__EXERCISE__
For the listing below, return the line containing "Target: grassy field", the line containing "the tree in the picture above.", and all lines in between, exactly as written and nothing else.

__SOURCE MATERIAL__
___

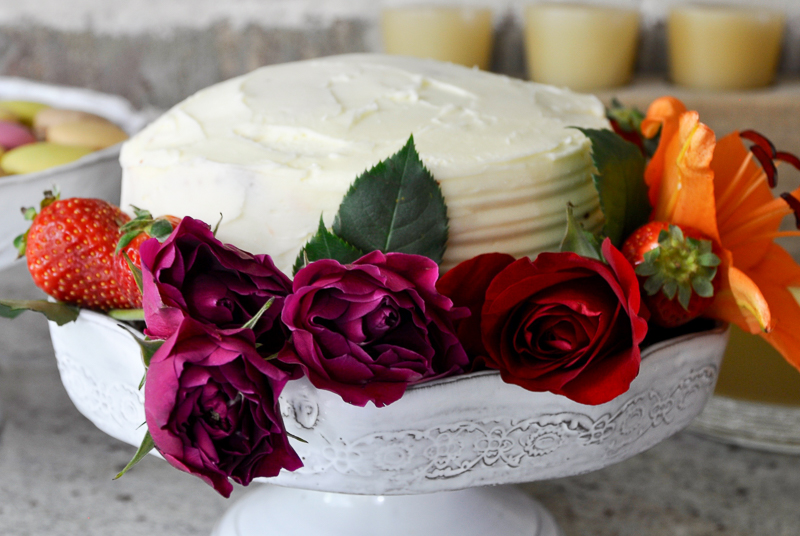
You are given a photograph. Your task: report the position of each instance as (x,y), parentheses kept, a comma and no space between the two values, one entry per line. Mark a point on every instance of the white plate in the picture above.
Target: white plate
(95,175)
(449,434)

___

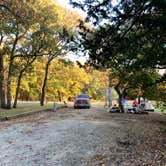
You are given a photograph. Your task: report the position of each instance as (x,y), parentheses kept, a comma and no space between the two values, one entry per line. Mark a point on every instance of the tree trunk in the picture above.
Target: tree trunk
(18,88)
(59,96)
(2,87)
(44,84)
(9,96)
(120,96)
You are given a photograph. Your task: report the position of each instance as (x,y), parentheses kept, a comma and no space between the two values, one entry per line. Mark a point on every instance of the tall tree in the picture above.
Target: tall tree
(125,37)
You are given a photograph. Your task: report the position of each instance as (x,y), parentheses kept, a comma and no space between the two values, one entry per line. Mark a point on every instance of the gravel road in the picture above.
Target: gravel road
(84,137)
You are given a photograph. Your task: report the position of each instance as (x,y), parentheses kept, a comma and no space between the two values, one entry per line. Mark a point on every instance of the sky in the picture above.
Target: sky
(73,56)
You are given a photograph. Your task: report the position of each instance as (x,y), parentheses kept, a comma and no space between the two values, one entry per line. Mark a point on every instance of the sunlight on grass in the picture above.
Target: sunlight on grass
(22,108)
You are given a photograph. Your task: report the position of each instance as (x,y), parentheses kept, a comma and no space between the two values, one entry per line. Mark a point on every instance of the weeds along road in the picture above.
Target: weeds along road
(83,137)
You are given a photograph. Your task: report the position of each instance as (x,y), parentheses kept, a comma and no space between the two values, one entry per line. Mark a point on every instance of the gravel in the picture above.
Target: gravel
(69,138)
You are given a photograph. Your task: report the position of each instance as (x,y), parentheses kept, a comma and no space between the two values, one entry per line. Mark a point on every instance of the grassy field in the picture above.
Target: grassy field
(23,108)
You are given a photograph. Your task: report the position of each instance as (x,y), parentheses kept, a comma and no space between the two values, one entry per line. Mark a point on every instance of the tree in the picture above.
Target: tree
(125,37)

___

__SOLUTION TO THIS PROBLEM__
Target: grassy field
(23,108)
You are given a photograph. Your task: report the position of each instance as (x,y), parentheses kept, a comma and no space between the two values, one entry per line. Mark a point on every instance of the tree in the picture above.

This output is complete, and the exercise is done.